Convert every one of the rows below into a JSON list of strings, giving each line its own string and skipping blank lines.

-- start Exercise inputs --

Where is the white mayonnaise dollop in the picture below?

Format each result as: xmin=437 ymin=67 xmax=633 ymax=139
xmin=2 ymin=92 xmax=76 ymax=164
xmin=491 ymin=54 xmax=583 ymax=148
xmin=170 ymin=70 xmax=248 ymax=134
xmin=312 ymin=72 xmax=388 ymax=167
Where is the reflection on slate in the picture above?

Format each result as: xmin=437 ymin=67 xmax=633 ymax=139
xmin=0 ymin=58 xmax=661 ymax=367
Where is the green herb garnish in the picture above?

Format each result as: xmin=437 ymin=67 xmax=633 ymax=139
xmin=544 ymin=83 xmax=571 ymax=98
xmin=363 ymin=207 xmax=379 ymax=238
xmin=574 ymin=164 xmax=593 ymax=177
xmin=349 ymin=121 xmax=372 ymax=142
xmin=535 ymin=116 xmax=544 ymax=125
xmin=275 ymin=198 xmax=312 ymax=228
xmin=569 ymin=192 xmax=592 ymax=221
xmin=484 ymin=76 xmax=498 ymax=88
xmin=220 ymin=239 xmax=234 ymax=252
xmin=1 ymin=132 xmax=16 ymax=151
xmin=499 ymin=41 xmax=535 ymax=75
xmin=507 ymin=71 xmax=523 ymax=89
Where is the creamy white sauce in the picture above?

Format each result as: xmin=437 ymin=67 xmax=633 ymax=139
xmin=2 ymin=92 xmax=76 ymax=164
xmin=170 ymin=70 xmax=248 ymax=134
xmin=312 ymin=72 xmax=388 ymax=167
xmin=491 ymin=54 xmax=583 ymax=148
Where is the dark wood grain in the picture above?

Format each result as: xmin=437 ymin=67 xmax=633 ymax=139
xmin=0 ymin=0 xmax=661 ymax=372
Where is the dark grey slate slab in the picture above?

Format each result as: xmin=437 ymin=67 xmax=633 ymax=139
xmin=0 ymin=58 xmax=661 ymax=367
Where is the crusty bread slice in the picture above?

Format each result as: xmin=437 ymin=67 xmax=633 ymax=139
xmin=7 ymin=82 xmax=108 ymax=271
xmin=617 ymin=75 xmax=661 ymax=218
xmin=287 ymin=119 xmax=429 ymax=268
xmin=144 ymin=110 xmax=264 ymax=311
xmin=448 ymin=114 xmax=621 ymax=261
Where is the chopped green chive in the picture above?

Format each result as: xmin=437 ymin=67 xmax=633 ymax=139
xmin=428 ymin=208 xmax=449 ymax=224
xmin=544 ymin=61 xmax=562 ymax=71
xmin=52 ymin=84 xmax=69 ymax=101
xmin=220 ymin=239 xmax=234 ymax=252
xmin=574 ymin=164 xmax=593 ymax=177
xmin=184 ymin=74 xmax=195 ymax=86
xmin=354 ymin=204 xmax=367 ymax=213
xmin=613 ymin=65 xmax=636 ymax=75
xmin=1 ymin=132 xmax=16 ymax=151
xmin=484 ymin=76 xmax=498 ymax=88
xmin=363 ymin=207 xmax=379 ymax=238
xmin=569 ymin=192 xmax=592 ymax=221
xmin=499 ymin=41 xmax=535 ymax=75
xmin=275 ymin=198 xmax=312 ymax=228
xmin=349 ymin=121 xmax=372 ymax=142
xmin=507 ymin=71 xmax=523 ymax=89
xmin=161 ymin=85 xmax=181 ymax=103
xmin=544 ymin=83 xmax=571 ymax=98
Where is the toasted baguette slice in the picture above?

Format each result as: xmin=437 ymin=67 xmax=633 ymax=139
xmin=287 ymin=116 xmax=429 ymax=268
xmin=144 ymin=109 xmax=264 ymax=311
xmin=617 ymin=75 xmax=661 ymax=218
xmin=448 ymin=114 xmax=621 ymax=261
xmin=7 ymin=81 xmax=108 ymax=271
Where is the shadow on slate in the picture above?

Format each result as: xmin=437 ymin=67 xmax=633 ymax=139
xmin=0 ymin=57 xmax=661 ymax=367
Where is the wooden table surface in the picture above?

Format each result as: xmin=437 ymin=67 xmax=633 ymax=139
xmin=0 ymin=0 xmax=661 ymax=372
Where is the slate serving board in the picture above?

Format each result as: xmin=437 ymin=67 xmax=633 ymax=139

-- end Exercise inputs --

> _Reply to the exercise_:
[
  "Where is the white mayonnaise dollop in the picture below?",
  "Format each result as: xmin=437 ymin=67 xmax=633 ymax=139",
  "xmin=2 ymin=92 xmax=76 ymax=164",
  "xmin=491 ymin=54 xmax=583 ymax=148",
  "xmin=170 ymin=70 xmax=248 ymax=134",
  "xmin=312 ymin=72 xmax=388 ymax=167",
  "Where is the reflection on slate in the picture above?",
  "Format each result as: xmin=437 ymin=67 xmax=633 ymax=139",
  "xmin=0 ymin=58 xmax=661 ymax=367",
  "Where is the green herb garnish in the picture above?",
  "Format each result as: xmin=437 ymin=67 xmax=633 ymax=139",
  "xmin=544 ymin=83 xmax=571 ymax=98",
  "xmin=363 ymin=207 xmax=379 ymax=238",
  "xmin=574 ymin=164 xmax=593 ymax=177",
  "xmin=349 ymin=121 xmax=372 ymax=142",
  "xmin=535 ymin=116 xmax=544 ymax=125",
  "xmin=275 ymin=198 xmax=312 ymax=228",
  "xmin=569 ymin=192 xmax=592 ymax=221",
  "xmin=484 ymin=76 xmax=498 ymax=88",
  "xmin=220 ymin=239 xmax=234 ymax=252",
  "xmin=1 ymin=132 xmax=16 ymax=151",
  "xmin=499 ymin=41 xmax=535 ymax=75",
  "xmin=507 ymin=71 xmax=523 ymax=89",
  "Where is the creamy white sauce in the picture above?",
  "Format each result as: xmin=437 ymin=67 xmax=633 ymax=139",
  "xmin=2 ymin=92 xmax=76 ymax=164",
  "xmin=170 ymin=70 xmax=248 ymax=134",
  "xmin=312 ymin=72 xmax=388 ymax=167",
  "xmin=491 ymin=54 xmax=583 ymax=148",
  "Where is the dark wood grain in the picture above?",
  "Format each result as: xmin=437 ymin=67 xmax=633 ymax=139",
  "xmin=0 ymin=0 xmax=661 ymax=372",
  "Where is the dark grey slate slab in the picture above?",
  "Format each result as: xmin=437 ymin=67 xmax=633 ymax=139",
  "xmin=0 ymin=58 xmax=661 ymax=367",
  "Where is the crusty bread slice in the picture above?",
  "Format each result as: xmin=437 ymin=67 xmax=633 ymax=139",
  "xmin=7 ymin=82 xmax=108 ymax=271",
  "xmin=617 ymin=75 xmax=661 ymax=218",
  "xmin=287 ymin=119 xmax=429 ymax=268",
  "xmin=144 ymin=110 xmax=264 ymax=311",
  "xmin=448 ymin=114 xmax=621 ymax=261",
  "Where is the chopped green chive in the picture above?",
  "Format each result as: xmin=437 ymin=67 xmax=633 ymax=139",
  "xmin=428 ymin=208 xmax=449 ymax=224",
  "xmin=544 ymin=61 xmax=562 ymax=71",
  "xmin=52 ymin=84 xmax=69 ymax=101",
  "xmin=220 ymin=239 xmax=234 ymax=252",
  "xmin=574 ymin=164 xmax=593 ymax=177",
  "xmin=184 ymin=74 xmax=195 ymax=86",
  "xmin=354 ymin=204 xmax=367 ymax=213",
  "xmin=613 ymin=65 xmax=636 ymax=75",
  "xmin=1 ymin=132 xmax=16 ymax=151",
  "xmin=484 ymin=76 xmax=498 ymax=88",
  "xmin=363 ymin=207 xmax=379 ymax=238",
  "xmin=569 ymin=192 xmax=592 ymax=221",
  "xmin=499 ymin=41 xmax=535 ymax=75",
  "xmin=275 ymin=198 xmax=312 ymax=228",
  "xmin=349 ymin=121 xmax=372 ymax=142",
  "xmin=507 ymin=71 xmax=523 ymax=89",
  "xmin=161 ymin=85 xmax=181 ymax=103",
  "xmin=544 ymin=83 xmax=571 ymax=98",
  "Where is the toasted baguette slice in the picture above?",
  "Format each result as: xmin=437 ymin=67 xmax=633 ymax=139",
  "xmin=287 ymin=116 xmax=429 ymax=268",
  "xmin=144 ymin=109 xmax=264 ymax=311",
  "xmin=617 ymin=75 xmax=661 ymax=218",
  "xmin=448 ymin=114 xmax=621 ymax=261",
  "xmin=7 ymin=81 xmax=108 ymax=271",
  "Where is the shadow on slate in the picture above?",
  "Format each result as: xmin=437 ymin=67 xmax=633 ymax=139",
  "xmin=0 ymin=57 xmax=661 ymax=367",
  "Where is the wooden table surface in the picture above?",
  "Format each result as: xmin=437 ymin=67 xmax=633 ymax=139",
  "xmin=0 ymin=0 xmax=661 ymax=372",
  "Where is the slate serving board in the picture above?",
  "Format each result as: xmin=437 ymin=67 xmax=633 ymax=139"
]